Entradas de datos almacenadas
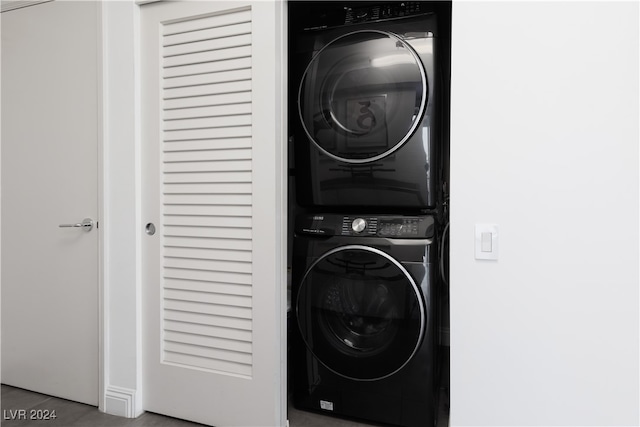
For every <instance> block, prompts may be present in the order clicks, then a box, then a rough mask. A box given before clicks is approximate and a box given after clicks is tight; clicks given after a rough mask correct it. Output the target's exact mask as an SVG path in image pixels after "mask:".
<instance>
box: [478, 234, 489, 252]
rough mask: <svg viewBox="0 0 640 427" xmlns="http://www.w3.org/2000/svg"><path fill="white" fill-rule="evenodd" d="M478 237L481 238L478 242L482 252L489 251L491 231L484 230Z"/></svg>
mask: <svg viewBox="0 0 640 427" xmlns="http://www.w3.org/2000/svg"><path fill="white" fill-rule="evenodd" d="M480 239H481V240H482V241H481V242H480V245H481V250H482V252H491V233H489V232H486V231H485V232H484V233H482V236H481V237H480Z"/></svg>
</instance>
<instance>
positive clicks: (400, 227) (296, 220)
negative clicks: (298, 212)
mask: <svg viewBox="0 0 640 427" xmlns="http://www.w3.org/2000/svg"><path fill="white" fill-rule="evenodd" d="M434 226H435V222H434V218H433V217H432V216H428V215H415V216H404V215H339V214H306V215H300V216H299V217H298V218H297V220H296V233H299V234H306V235H318V236H351V237H385V238H398V239H412V238H413V239H424V238H429V237H433V234H434V228H435V227H434Z"/></svg>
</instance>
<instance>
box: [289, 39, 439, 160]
mask: <svg viewBox="0 0 640 427" xmlns="http://www.w3.org/2000/svg"><path fill="white" fill-rule="evenodd" d="M427 89H428V88H427V76H426V73H425V69H424V66H423V64H422V62H421V61H420V57H419V56H418V54H417V53H416V52H415V50H414V49H413V48H412V47H411V46H410V45H409V44H408V43H407V42H405V41H404V40H403V39H402V38H400V37H398V36H396V35H395V34H392V33H389V32H384V31H374V30H367V31H355V32H352V33H349V34H346V35H343V36H341V37H338V38H337V39H335V40H333V41H332V42H330V43H329V44H327V45H326V46H325V47H324V48H323V49H322V50H320V52H318V54H317V55H316V56H315V57H314V58H313V60H312V61H311V62H310V64H309V65H308V67H307V69H306V70H305V73H304V76H303V77H302V81H301V84H300V88H299V93H298V111H299V114H300V119H301V120H302V125H303V127H304V130H305V132H306V133H307V136H308V137H309V139H310V140H311V141H313V143H314V144H315V145H316V146H317V147H318V148H319V149H320V150H321V151H322V152H324V153H325V154H326V155H328V156H330V157H332V158H333V159H335V160H339V161H343V162H346V163H365V162H371V161H375V160H379V159H381V158H383V157H385V156H388V155H389V154H391V153H393V152H394V151H395V150H397V149H398V148H400V147H401V146H402V145H403V144H404V143H405V142H406V141H407V140H408V139H409V138H410V137H411V135H412V134H413V133H414V131H415V130H416V128H417V127H418V126H419V124H420V122H421V119H422V117H423V114H424V111H425V105H426V102H427Z"/></svg>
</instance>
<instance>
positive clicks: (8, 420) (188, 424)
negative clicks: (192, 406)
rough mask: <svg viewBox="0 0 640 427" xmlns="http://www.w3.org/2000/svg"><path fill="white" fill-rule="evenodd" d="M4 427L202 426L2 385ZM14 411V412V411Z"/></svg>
mask: <svg viewBox="0 0 640 427" xmlns="http://www.w3.org/2000/svg"><path fill="white" fill-rule="evenodd" d="M1 408H2V411H1V412H2V418H0V420H1V421H0V424H1V425H2V426H3V427H31V426H33V427H37V426H42V427H45V426H46V427H199V426H202V424H197V423H191V422H188V421H184V420H179V419H176V418H171V417H165V416H163V415H158V414H153V413H150V412H145V413H144V414H143V415H142V416H140V417H138V418H136V419H127V418H121V417H115V416H113V415H107V414H103V413H102V412H100V411H98V409H97V408H95V407H93V406H89V405H84V404H81V403H76V402H71V401H68V400H64V399H58V398H56V397H51V396H46V395H44V394H39V393H33V392H30V391H27V390H23V389H19V388H14V387H10V386H6V385H2V396H1ZM18 409H25V410H26V411H27V412H29V411H30V410H44V411H46V410H49V411H52V410H55V411H56V419H54V420H49V421H30V420H17V419H14V420H12V419H11V416H12V415H14V416H15V414H16V413H15V412H13V411H16V410H18ZM10 411H12V412H10ZM289 425H290V426H291V427H371V425H372V424H362V423H358V422H354V421H349V420H342V419H340V418H334V417H329V416H326V415H321V414H314V413H309V412H304V411H299V410H297V409H295V408H293V407H291V406H290V407H289ZM447 425H448V416H447V414H446V411H445V409H444V408H441V411H440V420H439V422H438V427H446V426H447Z"/></svg>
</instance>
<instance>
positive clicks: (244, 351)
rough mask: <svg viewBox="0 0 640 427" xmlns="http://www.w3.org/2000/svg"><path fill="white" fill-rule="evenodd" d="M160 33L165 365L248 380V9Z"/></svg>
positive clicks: (168, 25)
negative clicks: (208, 372)
mask: <svg viewBox="0 0 640 427" xmlns="http://www.w3.org/2000/svg"><path fill="white" fill-rule="evenodd" d="M163 34H164V35H163V36H162V38H163V40H162V46H163V50H162V57H163V60H162V64H163V81H162V86H161V87H162V88H163V89H162V99H163V115H162V118H163V132H162V140H163V146H164V149H163V156H162V163H163V169H162V172H163V177H162V182H163V184H162V200H163V202H162V211H163V212H162V213H163V215H162V218H163V220H162V221H163V224H162V236H161V238H162V247H163V252H162V256H163V267H162V268H163V273H162V277H163V310H162V312H163V322H162V325H163V326H162V327H163V335H162V336H163V341H162V345H163V352H162V354H163V361H164V362H165V363H174V364H180V365H183V366H187V367H194V368H198V369H210V370H214V371H217V372H222V373H229V374H233V375H244V376H250V375H251V373H252V322H251V318H252V298H251V295H252V291H251V289H252V288H251V286H252V281H253V280H252V254H251V250H252V241H251V239H252V173H251V170H252V134H253V130H252V116H251V102H252V97H251V76H252V70H251V11H250V10H248V9H243V10H235V11H231V12H228V13H224V14H219V15H214V16H208V17H204V18H198V19H193V20H190V21H182V22H175V23H167V24H165V25H164V27H163Z"/></svg>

### INSTRUCCIONES DE TRABAJO
Indica el número de líneas que contienen la cadena "rough". Responde únicamente con la cifra.

### SOLUCIÓN DEL EJERCICIO
4